*Objective 1:*
Pull out each line of the records below that contains the string "hair", and copy those lines unchanged.

*Text:*
'''
Slow May has been slow

***spoilers possible

May has been a fairly slow reading month for me. I had a lot of work commitments and a few knitting projects kept me occupied during my time off.


A Gathering of Shadows (V.E. Schwab) ♠♠♠♠♠


This was an engaging and gripping sequel. I truly enjoy how dark and twisted this tale is. Schwab really brings the characters to life, flaws and all. They’re relatable despite the fact that this is a fantastical novel centering around magic and different realms. Lila and Kell’s love story (dare I say it?) is still mysterious and difficult. The villains are evil but yet human in a way making it hard at times to truly despise them. And what is going to happen with Holland? I cannot wait to read the third installment.




Lumberjanes (Noelle Stevenson) ♠♠♠♠



I didn’t like this one quite as much as the previous ones but Noelle Stevenson is definitely still on my favorite fun graphic novels list.





Behemoth ♠♠♠♠♠ and Goliath ♠♠♠♠ (Scott Westerfeld)

I really adore this series. It’s really nerdy. I love the sciency aspects of the context – the Clunkers and Darwinists! – and the historical background of WWI is a really neat backstory to it. This series is full of imagination, beautiful descriptions of locations (i.e. Istanbul), and interesting plots including a few twists and turns. The only issue I have with the series is that the inevitable love story between the two protagonists (hey, it is YA after all) took up the entire final chapter. Why? That really wasn’t necessary. Also, to be honest, I am not a fan of the cover art.



From the Mixed-up Files of Mrs. Basil E. Frankenweiler (E.L. Konigsburg) ♠♠♠♠♠


I read this book because one of the ladies from my knitting circle recommended it as one of her favorite childhood books. Ever since moving to the US, I have made it a point to read people’s favorite books from their past. Moreover, my book club just so happened to have A Newberry Award Winner is its category for May …. so bam! I loved, loved, loved everything about this story. I know I would’ve devoured this book as a youngster in middle grade. The author also wrote an afterword for its anniversary edition (which I just happened to get from my local library) and she seems like the most adorable human being. The way she writes and thinks and her humor just make me want to beg her to be my friend.



Nimona (Noelle Stevenson) ♠♠♠♠♠


Young and old. Good and evil. Hero and Villain. Friend and Foe. We can all be all of these at various times of our lives. Noelle Stevenson perfectly captures this dichotomy in her webcomic and now this graphic novel, which I could not put down. This very unique, human, and complicated relationship between Nimona and Lord Ballister Blackheart is all of us. The idea of an Institue of Law Enforcement and Heroics is interesting and seemed actually a bit too real – especially once it becomes clear how much the administrators meddle in day-to-day things. This is a graphic novel I would definitely read again. The illustrations were beautiful and the characters were well-development.



Diary of a Wimpy Kid (Jeff Kinney) ♠♠♠♠



This book came recommended by my 11 year old friend – a kid I tutor. I love reading his or his brother’s book suggestions. This is definitely a fun series – playing up all the things kids at that age find funny like boogers and farting and teasing each other. The protagonist’s interpretations of the world are cute and his diary entries are hilarious. I am going to read the next book asap.
'''
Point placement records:
'''
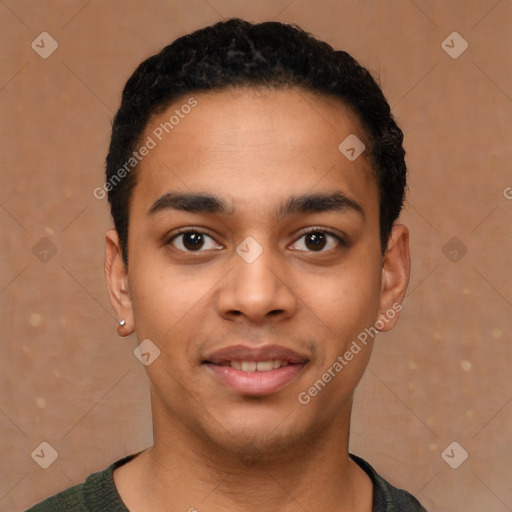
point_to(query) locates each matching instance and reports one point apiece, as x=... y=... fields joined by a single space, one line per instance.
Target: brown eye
x=193 y=241
x=317 y=241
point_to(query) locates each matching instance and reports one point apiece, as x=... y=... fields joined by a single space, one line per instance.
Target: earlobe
x=117 y=281
x=396 y=267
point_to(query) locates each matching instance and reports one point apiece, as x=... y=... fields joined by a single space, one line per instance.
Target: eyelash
x=340 y=240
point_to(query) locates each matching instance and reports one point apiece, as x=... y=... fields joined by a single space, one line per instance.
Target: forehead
x=253 y=143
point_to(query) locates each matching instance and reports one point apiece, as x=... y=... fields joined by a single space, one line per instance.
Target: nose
x=257 y=289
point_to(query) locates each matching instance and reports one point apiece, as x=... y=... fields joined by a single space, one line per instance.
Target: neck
x=187 y=472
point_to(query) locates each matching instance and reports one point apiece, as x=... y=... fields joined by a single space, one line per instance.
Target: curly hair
x=237 y=53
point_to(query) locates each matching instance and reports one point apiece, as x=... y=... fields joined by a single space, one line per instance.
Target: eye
x=317 y=240
x=193 y=241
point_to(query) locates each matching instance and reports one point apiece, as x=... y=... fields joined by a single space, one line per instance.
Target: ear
x=116 y=273
x=396 y=267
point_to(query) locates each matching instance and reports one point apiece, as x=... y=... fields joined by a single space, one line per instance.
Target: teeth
x=260 y=366
x=264 y=366
x=248 y=366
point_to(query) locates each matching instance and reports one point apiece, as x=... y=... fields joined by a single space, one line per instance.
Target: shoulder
x=70 y=499
x=97 y=494
x=386 y=497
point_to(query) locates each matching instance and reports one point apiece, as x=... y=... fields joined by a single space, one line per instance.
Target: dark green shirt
x=99 y=494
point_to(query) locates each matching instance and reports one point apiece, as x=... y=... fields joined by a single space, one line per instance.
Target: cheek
x=166 y=298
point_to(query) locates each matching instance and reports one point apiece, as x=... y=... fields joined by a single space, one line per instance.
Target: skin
x=213 y=448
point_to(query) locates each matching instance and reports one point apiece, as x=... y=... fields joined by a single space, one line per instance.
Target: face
x=254 y=265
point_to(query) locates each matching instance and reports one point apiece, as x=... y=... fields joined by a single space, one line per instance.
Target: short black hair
x=237 y=53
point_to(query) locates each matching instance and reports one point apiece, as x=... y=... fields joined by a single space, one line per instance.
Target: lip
x=255 y=383
x=257 y=354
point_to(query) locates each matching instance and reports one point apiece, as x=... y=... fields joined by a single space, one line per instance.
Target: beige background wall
x=442 y=375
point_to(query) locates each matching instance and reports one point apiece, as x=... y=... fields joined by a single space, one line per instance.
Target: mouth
x=255 y=372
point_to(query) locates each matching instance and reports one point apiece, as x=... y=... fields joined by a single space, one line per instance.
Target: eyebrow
x=306 y=203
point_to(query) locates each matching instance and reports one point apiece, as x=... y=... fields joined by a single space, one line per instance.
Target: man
x=255 y=177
'''
*Objective 2:*
Duplicate the passage of the reading recap above from "Lumberjanes (Noelle Stevenson) ♠♠♠♠" up to and including "the cover art.".

*Complete output 1:*
Target: curly hair
Target: short black hair

*Complete output 2:*
Lumberjanes (Noelle Stevenson) ♠♠♠♠



I didn’t like this one quite as much as the previous ones but Noelle Stevenson is definitely still on my favorite fun graphic novels list.





Behemoth ♠♠♠♠♠ and Goliath ♠♠♠♠ (Scott Westerfeld)

I really adore this series. It’s really nerdy. I love the sciency aspects of the context – the Clunkers and Darwinists! – and the historical background of WWI is a really neat backstory to it. This series is full of imagination, beautiful descriptions of locations (i.e. Istanbul), and interesting plots including a few twists and turns. The only issue I have with the series is that the inevitable love story between the two protagonists (hey, it is YA after all) took up the entire final chapter. Why? That really wasn’t necessary. Also, to be honest, I am not a fan of the cover art.